(本文):
****************************************
ちょっぴり怖い話(タクシーの運転手)
数年前、家族の体調が悪くなり、救急病院に行った夜に体験した話です。
家族が救急車で病院に運ばれたのは21時ころ。
処置や検査で、入院が確定したのは深夜1時を過ぎたころでした。
何枚もの書類にサインして、入院の手続きをすませます。
正式な書類は、翌日以降で窓口で手続きするように言われ、開放されました。
その病院は都心にあります。
病院の前は大通りではなく、少し細い道でした。
ちょうど病院の前辺りに公衆トイレがあり、クルマもあまり通らなくなるため、タクシーが休憩したりしています。
深夜でもちろん終電は終わっているため、タクシーで帰るしかありません。
病院の外に出ると、タクシーが3台停まっていました。
休憩で眠っている運転手さんを起こすのは申し訳ないなと思ったのですが、1台のタクシーの横で、運転手さんが立ってタバコを吸っていました。
「これから休憩ですか?よかったら乗せてほしいのですが」
「いいですよ。トイレに行ってくるので少し待ってね」
運転手さんはタバコを足元に落として靴で踏み、公衆トイレに向かっていきました。
ぼくは、大通りまで出なくても、タクシーを捕まえることができてほっとしました。
数分ほど経ったでしょうか。
運転手さんがトイレからなかなか出てきません。
どうしちゃったのだろう?
****************************************
(記録一覧):
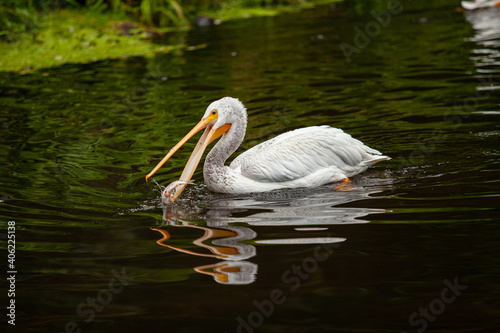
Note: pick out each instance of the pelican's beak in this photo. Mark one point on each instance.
(208, 136)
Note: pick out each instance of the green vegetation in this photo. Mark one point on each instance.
(38, 34)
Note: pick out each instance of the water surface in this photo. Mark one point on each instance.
(78, 140)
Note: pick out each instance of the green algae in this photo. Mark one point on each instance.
(76, 37)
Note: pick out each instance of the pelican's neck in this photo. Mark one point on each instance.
(227, 145)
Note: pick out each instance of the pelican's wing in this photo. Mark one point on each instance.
(299, 153)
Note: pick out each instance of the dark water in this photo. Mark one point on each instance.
(413, 247)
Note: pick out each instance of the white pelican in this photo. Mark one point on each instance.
(306, 157)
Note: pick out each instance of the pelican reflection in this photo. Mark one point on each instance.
(308, 213)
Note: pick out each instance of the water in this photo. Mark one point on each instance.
(96, 251)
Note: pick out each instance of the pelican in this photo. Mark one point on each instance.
(305, 157)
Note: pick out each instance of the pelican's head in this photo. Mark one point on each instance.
(217, 120)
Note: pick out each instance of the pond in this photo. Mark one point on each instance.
(412, 247)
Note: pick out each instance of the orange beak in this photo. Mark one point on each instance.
(208, 136)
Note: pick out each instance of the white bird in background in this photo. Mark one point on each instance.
(306, 157)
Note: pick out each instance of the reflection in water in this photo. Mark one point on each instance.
(307, 210)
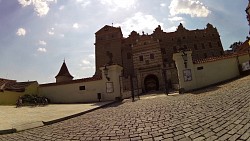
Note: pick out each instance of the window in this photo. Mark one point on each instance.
(81, 88)
(163, 50)
(203, 46)
(205, 55)
(219, 44)
(195, 47)
(165, 60)
(175, 49)
(141, 58)
(210, 44)
(200, 68)
(129, 55)
(185, 46)
(152, 56)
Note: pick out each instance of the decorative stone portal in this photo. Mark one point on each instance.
(151, 83)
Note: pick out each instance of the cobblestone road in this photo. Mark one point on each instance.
(217, 113)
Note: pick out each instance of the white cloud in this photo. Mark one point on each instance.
(92, 56)
(86, 68)
(42, 50)
(61, 35)
(61, 7)
(42, 43)
(75, 25)
(51, 31)
(117, 4)
(83, 3)
(140, 22)
(191, 7)
(163, 5)
(41, 7)
(86, 62)
(175, 19)
(21, 32)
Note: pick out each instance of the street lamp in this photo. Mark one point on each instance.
(106, 71)
(248, 13)
(184, 57)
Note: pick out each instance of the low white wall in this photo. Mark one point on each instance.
(70, 93)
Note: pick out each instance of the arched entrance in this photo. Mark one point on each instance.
(151, 83)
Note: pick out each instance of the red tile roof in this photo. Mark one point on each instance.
(212, 59)
(244, 47)
(64, 71)
(95, 78)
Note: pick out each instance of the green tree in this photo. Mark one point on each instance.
(235, 45)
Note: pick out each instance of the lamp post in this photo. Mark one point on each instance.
(105, 70)
(248, 13)
(184, 57)
(165, 81)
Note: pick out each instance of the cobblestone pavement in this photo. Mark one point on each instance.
(216, 113)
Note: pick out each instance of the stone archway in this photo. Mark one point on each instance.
(151, 83)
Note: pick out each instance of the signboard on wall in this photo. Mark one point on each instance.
(187, 74)
(109, 87)
(245, 66)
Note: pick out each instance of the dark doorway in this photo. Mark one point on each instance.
(151, 83)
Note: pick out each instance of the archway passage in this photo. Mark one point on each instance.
(151, 83)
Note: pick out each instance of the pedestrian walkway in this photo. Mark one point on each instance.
(14, 119)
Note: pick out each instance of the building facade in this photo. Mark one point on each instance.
(148, 59)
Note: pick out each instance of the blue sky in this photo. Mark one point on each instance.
(37, 35)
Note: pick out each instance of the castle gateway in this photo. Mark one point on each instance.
(147, 60)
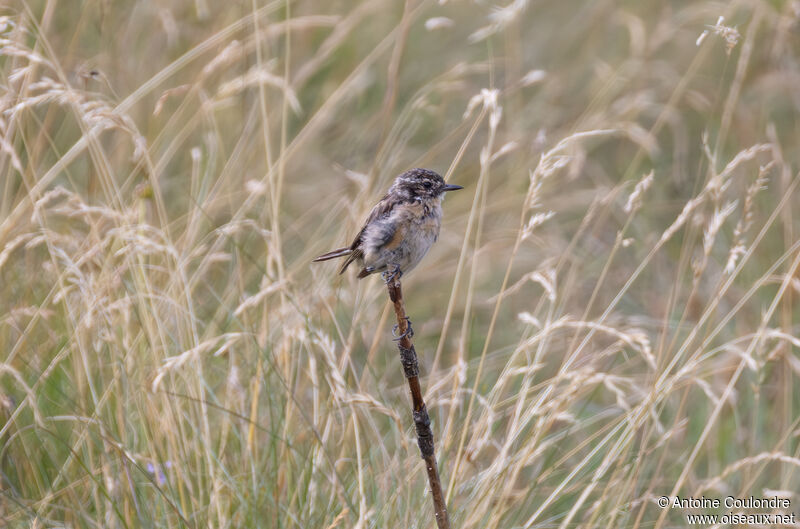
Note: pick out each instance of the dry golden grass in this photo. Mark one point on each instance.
(608, 317)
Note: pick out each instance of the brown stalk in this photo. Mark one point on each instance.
(408, 357)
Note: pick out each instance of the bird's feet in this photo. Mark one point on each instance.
(389, 276)
(408, 333)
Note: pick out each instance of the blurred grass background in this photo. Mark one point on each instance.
(608, 316)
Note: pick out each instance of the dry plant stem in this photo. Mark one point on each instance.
(408, 357)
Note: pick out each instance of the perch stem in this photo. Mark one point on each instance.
(408, 357)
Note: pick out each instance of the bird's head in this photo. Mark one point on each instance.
(420, 184)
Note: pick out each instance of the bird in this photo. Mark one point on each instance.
(400, 229)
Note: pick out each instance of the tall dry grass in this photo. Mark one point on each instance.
(608, 317)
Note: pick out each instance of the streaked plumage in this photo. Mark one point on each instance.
(401, 228)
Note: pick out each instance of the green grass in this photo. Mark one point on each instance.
(170, 358)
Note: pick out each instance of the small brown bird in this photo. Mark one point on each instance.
(400, 228)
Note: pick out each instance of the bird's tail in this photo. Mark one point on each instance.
(341, 252)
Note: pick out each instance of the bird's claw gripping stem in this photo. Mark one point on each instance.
(408, 333)
(388, 276)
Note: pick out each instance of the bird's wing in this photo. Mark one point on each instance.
(381, 210)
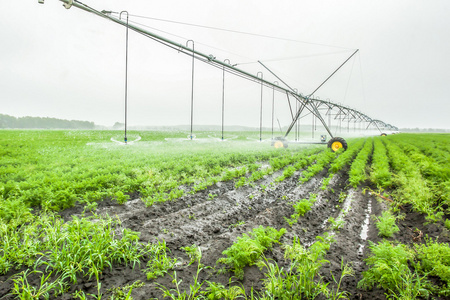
****************************************
(課題一覧):
1 - タクシーの運転手の話から、「数年前、家族の体調が悪くなり、救急病院に行った夜に体験した話です。」から「その病院は都心にあります。」までを、その語も含めて一字一句違えずに書き写してください。
2 - タクシーの運転手の話を、最後に示された文の後から書き継いでください。
記録は本文とは別の資料です。

(本演習の解答):
1 -
数年前、家族の体調が悪くなり、救急病院に行った夜に体験した話です。
家族が救急車で病院に運ばれたのは21時ころ。
処置や検査で、入院が確定したのは深夜1時を過ぎたころでした。
何枚もの書類にサインして、入院の手続きをすませます。
正式な書類は、翌日以降で窓口で手続きするように言われ、開放されました。
その病院は都心にあります。

2 -
トイレの中で倒れたりしてないよな?
心配になり、トイレに入りました。
そこには誰もいませんでした。
個室の方も扉が開いたままで、誰も中にはいませんでした。
驚いてトイレの外に出ると、さっきのタクシーの運転席側の扉が開き、中から男性が出てきました。
あれっ、さっきの運転手さんと違う!
驚いた顔をしているぼくを見て、運転手さんが声をかけてきました。
「どうかしましたか?」
「あ、いや。さっきこのタクシーの横でタバコを吸ってる運転手さんがいたので、乗せてほしいとお願いしたんです。でも、トイレに入って消えてしまって...」
眼の前にいる運転手さんは、うっすらと笑みを浮かべました。
「ああ、また出ましたか」
なんでも、過去にそのタクシーに乗務していた運転手さんがいたそうですが、病気で亡くなったそうです。
その運転手さんは、今でもたまにタクシーに乗務しているらしいということでした。